### Source excerpt:
## begin

WD 20 with a Long Refractor

This was intitially posted on Cloudy Nights

Finally stopped raining long enough to put my WD 20 to the test with my AP152 mm F9 scope. Scope and mount are depicted below.

The mount was placed on my Losmandy HD tripod with a 12 inch extension and an AZ8 riser. The AP scope weighs ~35 lbs and is about 1.5 meters long as configured in the picture. The tripod was weighed down with 30 lbs of weight, which I believe was probably overkill, but better safe than sorry. The WD 20 was configured in Alt Az mode. Tripod and mount were leveled using a bubble level. Power was provided using a Jackery 500. I have not updated to the most recent firmware. AEB and EC HA were disabled. It is late so I will just give some bulleted observations.

  1. I am a happy camper!:-). This mount swung the scope around like it was nothing. Goto’s were pretty good after first sync. I did not do any alignment.

  2. I viewed Jupiter, Mars, M42 and M45. A key factor for which I had interest was the damping behavior during visual observation. The scope did pick up vibration. Below 150x, it was negligible, with tapping vibrations damping out in about a second. At ~200X, vibration during focusing became evident, and at 300x damping time extended to ~2 seconds, but still was mostly settled after 1 second. However, the image was steady during tracking at 300x and vibration due to centering the planet damped out in under 1 second. There is not a lot of play in that drive train:-). Frankly I was impressed with the performance and had a fun time viewing Europe’s transit at 300x.

## end

### To be done:
[a] In the mount test report, why does the writer give bulleted observations? Answer in one to three sentences.
[b] Duplicate the part of the mount test report starting with "1. I am a happy" and going on through "transit at 300x.".
Answer using only the text above.

### Dataset records:
## begin

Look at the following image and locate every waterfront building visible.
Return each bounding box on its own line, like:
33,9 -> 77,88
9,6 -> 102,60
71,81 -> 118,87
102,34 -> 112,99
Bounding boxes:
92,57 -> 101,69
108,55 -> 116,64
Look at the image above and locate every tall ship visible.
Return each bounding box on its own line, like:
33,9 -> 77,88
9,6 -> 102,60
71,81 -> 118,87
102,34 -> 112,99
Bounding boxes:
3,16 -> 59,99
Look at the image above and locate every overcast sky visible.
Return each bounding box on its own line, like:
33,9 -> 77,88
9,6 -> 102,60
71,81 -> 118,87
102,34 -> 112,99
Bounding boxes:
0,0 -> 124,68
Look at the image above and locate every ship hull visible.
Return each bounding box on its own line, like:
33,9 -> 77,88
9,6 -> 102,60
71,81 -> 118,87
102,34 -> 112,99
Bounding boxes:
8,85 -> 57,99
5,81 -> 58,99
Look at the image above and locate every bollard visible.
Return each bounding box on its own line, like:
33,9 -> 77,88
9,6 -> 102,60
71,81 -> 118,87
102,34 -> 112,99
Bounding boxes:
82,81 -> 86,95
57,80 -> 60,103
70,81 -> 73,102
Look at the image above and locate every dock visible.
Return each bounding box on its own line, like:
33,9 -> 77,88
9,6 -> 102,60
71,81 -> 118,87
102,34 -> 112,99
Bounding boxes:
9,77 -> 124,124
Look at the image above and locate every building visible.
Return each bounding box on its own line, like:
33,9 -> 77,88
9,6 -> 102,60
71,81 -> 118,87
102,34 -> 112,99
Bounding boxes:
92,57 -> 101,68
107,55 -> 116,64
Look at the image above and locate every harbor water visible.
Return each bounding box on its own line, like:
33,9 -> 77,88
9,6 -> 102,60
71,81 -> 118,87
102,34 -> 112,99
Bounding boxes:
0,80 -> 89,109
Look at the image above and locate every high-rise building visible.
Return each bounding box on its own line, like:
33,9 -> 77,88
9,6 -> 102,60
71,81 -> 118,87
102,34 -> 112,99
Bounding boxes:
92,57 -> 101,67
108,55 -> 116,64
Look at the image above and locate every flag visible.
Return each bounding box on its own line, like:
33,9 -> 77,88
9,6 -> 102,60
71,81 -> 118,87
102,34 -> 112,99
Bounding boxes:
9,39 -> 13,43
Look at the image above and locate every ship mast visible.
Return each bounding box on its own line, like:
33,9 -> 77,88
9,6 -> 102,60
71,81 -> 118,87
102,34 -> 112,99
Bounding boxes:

## end

### Answers provided:
[a] The writer gives only bulleted observations because it was late.

[b]
1. I am a happy camper!:-). This mount swung the scope around like it was nothing. Goto’s were pretty good after first sync. I did not do any alignment.

  2. I viewed Jupiter, Mars, M42 and M45. A key factor for which I had interest was the damping behavior during visual observation. The scope did pick up vibration. Below 150x, it was negligible, with tapping vibrations damping out in about a second. At ~200X, vibration during focusing became evident, and at 300x damping time extended to ~2 seconds, but still was mostly settled after 1 second. However, the image was steady during tracking at 300x and vibration due to centering the planet damped out in under 1 second. There is not a lot of play in that drive train:-). Frankly I was impressed with the performance and had a fun time viewing Europe’s transit at 300x.